= WHAT THIS TASK INVOLVES =
Which lines in the entries below contain the word "distant", matching case exactly? Locate each one and copy it in full.

Records from a data collection
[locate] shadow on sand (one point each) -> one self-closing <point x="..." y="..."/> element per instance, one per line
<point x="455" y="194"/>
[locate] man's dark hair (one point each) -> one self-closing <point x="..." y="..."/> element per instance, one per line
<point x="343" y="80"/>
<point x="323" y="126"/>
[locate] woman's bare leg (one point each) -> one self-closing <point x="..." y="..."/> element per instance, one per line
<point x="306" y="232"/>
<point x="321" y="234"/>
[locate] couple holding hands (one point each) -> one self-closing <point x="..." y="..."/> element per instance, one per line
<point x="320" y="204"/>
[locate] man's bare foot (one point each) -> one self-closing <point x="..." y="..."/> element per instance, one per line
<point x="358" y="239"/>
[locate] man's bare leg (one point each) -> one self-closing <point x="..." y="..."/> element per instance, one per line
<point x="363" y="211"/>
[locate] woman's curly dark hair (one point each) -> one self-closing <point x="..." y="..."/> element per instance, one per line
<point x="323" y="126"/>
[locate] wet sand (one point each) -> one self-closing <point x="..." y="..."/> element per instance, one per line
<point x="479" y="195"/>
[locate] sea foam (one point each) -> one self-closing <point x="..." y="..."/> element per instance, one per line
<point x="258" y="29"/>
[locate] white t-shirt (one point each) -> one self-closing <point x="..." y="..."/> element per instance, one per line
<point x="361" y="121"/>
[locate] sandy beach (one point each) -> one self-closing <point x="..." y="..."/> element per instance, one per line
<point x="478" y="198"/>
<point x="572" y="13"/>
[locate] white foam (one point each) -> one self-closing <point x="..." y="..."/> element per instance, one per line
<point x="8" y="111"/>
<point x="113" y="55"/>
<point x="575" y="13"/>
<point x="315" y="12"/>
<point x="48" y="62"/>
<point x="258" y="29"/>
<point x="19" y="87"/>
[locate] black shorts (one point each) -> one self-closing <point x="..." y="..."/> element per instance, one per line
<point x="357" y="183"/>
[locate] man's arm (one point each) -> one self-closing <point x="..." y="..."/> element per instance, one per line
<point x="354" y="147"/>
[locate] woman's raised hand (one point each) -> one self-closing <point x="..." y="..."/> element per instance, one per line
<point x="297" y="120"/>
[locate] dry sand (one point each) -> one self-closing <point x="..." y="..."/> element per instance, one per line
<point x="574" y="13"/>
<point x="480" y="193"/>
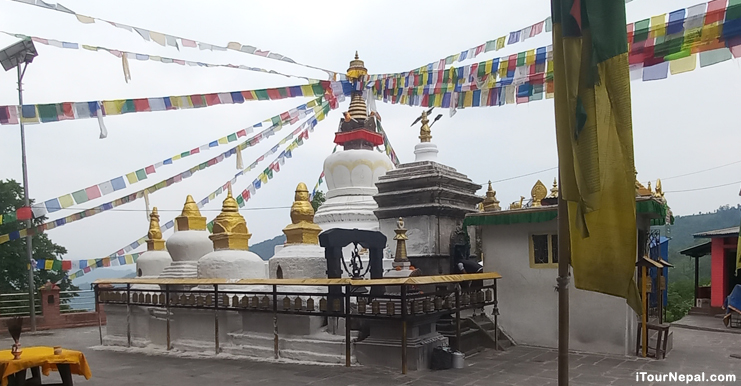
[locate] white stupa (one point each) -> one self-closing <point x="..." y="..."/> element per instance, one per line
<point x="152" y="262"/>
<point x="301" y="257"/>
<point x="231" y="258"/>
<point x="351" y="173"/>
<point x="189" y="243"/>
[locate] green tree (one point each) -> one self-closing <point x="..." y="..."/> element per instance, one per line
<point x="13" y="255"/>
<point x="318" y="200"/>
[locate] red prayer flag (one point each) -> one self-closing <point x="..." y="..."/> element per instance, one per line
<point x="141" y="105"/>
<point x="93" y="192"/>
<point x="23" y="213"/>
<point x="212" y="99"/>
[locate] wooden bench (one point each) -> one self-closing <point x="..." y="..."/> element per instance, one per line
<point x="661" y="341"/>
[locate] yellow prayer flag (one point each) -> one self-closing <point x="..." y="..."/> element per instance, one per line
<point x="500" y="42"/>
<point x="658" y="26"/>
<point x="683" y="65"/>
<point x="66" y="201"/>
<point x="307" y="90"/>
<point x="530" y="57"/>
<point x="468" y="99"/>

* * *

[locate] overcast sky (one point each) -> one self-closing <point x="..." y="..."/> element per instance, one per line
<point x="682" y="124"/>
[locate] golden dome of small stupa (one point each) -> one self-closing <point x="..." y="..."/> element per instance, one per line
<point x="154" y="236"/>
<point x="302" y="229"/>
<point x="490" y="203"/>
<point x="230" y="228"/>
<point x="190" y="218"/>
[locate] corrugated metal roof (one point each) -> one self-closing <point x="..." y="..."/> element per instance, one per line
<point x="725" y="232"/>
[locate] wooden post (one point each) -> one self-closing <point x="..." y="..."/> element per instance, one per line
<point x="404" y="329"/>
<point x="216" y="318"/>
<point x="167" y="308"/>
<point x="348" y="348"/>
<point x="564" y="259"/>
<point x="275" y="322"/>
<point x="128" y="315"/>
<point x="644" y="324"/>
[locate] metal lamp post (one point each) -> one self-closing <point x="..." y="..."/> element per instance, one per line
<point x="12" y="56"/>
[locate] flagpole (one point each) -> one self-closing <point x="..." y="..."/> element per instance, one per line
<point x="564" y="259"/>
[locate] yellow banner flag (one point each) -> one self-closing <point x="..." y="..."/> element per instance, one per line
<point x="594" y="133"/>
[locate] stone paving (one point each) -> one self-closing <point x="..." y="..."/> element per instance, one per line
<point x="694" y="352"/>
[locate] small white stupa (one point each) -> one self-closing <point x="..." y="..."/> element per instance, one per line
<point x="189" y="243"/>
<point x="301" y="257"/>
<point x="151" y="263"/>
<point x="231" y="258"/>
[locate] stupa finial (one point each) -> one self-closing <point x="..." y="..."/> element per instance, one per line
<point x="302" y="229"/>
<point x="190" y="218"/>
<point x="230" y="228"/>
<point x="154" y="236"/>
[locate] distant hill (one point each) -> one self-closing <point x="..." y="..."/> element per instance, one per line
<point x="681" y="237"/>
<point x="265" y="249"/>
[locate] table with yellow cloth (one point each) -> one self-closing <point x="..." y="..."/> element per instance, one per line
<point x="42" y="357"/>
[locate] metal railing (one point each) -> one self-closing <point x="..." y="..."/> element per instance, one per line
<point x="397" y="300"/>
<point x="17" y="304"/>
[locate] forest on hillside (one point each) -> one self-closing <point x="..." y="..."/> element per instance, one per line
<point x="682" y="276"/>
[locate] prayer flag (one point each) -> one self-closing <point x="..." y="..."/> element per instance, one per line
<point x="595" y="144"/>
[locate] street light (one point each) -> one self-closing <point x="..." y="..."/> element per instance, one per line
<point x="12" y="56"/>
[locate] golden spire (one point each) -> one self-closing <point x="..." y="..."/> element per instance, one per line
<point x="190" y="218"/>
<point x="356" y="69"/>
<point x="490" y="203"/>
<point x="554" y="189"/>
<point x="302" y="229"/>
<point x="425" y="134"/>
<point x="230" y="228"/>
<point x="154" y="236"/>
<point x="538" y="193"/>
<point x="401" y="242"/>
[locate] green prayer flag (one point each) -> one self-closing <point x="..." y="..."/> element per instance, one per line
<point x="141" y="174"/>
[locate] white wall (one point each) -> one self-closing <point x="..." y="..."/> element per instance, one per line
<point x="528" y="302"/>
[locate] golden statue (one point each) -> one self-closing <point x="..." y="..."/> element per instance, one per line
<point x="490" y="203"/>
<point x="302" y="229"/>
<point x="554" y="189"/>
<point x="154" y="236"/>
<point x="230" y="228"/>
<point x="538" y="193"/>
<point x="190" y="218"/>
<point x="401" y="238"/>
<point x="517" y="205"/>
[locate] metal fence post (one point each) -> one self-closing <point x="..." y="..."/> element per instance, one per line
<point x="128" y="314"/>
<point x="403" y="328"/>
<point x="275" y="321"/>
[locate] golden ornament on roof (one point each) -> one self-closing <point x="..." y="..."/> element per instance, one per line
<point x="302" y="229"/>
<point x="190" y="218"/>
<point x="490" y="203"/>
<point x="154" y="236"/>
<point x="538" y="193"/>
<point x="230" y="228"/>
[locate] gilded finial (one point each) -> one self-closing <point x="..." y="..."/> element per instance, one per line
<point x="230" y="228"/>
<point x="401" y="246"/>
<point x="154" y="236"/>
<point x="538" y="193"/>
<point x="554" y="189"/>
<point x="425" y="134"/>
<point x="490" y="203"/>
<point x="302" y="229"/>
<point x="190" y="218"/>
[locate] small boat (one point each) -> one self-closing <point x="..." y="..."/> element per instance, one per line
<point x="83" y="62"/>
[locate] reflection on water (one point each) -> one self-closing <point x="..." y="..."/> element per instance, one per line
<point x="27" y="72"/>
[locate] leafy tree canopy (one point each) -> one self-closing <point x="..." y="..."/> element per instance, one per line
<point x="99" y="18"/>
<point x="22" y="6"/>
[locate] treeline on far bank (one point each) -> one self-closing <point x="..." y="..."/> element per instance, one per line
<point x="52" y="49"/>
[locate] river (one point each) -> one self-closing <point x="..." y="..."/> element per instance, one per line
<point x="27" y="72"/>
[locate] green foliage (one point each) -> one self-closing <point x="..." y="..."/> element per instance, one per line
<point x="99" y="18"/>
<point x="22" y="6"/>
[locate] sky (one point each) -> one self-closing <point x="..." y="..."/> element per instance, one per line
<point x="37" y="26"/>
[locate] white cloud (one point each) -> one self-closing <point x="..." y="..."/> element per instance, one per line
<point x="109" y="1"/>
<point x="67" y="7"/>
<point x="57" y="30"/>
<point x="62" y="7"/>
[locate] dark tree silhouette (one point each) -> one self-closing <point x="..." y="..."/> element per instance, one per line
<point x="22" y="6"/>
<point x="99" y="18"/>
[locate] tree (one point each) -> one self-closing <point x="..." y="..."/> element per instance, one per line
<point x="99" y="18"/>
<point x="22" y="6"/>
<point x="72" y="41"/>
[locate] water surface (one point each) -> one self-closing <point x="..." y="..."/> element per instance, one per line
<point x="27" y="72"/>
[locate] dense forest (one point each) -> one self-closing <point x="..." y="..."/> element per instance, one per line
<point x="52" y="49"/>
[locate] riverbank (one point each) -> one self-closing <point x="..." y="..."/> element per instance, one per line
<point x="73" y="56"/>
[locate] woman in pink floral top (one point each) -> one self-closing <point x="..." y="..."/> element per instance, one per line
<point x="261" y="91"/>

...

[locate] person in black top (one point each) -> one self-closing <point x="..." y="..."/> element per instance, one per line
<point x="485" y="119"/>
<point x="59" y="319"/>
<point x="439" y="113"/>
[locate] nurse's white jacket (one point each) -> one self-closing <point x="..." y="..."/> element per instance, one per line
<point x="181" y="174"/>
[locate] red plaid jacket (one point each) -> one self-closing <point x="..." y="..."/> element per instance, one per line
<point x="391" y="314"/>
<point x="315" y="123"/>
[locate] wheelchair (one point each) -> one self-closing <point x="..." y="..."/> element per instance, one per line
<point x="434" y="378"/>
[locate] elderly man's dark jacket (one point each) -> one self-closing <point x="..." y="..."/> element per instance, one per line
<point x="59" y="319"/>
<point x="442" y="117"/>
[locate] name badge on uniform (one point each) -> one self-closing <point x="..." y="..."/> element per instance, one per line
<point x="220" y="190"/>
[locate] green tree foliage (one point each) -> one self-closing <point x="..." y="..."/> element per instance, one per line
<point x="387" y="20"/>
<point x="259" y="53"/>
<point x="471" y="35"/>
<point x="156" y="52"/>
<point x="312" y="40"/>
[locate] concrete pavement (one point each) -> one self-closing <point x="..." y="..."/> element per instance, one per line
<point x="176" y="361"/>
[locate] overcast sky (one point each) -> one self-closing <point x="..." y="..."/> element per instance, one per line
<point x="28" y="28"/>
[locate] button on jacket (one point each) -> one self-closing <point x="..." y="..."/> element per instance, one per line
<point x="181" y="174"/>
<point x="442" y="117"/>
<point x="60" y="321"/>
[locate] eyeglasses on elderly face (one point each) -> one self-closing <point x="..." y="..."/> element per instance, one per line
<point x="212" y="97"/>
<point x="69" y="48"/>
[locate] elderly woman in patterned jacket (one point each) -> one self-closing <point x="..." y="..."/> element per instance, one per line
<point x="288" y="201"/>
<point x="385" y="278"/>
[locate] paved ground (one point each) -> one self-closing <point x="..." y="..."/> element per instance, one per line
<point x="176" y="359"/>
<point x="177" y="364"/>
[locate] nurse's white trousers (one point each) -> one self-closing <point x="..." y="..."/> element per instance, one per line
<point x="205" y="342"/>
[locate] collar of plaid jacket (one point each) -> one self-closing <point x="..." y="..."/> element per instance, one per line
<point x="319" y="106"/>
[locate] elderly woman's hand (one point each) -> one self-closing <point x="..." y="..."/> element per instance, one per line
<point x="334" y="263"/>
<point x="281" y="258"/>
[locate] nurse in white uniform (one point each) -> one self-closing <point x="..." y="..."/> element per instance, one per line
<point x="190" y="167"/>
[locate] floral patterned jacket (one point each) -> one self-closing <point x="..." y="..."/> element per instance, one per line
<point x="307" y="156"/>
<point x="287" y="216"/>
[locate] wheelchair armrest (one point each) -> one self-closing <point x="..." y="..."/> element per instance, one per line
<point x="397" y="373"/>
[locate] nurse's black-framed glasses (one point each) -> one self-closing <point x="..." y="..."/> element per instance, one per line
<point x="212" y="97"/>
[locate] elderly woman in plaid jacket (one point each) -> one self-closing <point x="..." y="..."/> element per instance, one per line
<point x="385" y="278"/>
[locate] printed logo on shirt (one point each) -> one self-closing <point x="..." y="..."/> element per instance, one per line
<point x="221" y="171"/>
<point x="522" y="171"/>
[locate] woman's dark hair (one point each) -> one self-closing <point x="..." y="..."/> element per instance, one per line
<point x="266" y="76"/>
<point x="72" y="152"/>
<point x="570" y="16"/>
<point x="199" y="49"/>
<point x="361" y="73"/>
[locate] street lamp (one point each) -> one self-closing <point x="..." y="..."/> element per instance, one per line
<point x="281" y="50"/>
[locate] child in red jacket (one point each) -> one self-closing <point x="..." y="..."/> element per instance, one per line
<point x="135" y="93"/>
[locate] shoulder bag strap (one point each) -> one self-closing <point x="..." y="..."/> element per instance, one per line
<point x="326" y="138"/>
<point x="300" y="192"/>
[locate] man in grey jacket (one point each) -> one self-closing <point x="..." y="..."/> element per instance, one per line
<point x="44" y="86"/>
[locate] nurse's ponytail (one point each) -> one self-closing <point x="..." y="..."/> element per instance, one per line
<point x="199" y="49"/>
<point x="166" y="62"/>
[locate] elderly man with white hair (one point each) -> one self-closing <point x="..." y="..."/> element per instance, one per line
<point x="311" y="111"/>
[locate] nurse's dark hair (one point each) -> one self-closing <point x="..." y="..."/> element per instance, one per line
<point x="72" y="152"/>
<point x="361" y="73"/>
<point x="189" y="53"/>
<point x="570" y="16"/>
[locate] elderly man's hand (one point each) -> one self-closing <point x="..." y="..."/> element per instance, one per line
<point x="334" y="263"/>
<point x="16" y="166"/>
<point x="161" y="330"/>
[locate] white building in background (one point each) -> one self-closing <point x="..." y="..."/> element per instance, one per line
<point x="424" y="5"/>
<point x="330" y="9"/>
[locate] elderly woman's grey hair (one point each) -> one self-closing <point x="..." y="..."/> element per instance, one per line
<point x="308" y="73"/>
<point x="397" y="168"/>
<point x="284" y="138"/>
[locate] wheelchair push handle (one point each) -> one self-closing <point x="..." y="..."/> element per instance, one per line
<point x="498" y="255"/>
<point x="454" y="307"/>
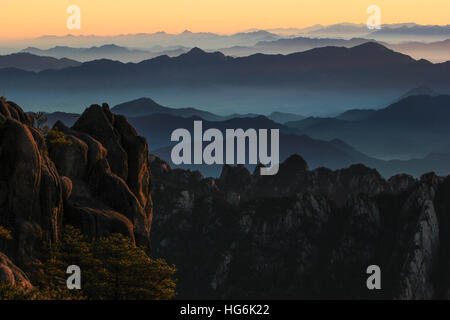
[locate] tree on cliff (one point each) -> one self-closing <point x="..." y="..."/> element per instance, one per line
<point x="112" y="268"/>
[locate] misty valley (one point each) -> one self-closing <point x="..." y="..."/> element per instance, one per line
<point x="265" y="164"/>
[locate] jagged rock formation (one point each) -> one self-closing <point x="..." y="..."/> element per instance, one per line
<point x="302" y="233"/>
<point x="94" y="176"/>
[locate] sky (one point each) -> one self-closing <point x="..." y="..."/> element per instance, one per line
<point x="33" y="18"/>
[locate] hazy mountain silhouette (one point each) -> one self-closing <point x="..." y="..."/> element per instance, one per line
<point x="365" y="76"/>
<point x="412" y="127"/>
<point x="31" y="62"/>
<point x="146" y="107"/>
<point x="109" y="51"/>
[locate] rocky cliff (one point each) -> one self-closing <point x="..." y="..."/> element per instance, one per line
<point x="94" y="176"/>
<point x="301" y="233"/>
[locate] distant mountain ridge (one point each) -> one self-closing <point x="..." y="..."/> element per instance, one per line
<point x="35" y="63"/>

= OUTPUT OF THE TASK =
[locate] distant hill (one point each) -> one self-closing <point x="..." y="..."/> element per instance, one per line
[locate] distant mountain ridge (one point each) -> one self-closing <point x="..." y="..."/> element per instance, one per line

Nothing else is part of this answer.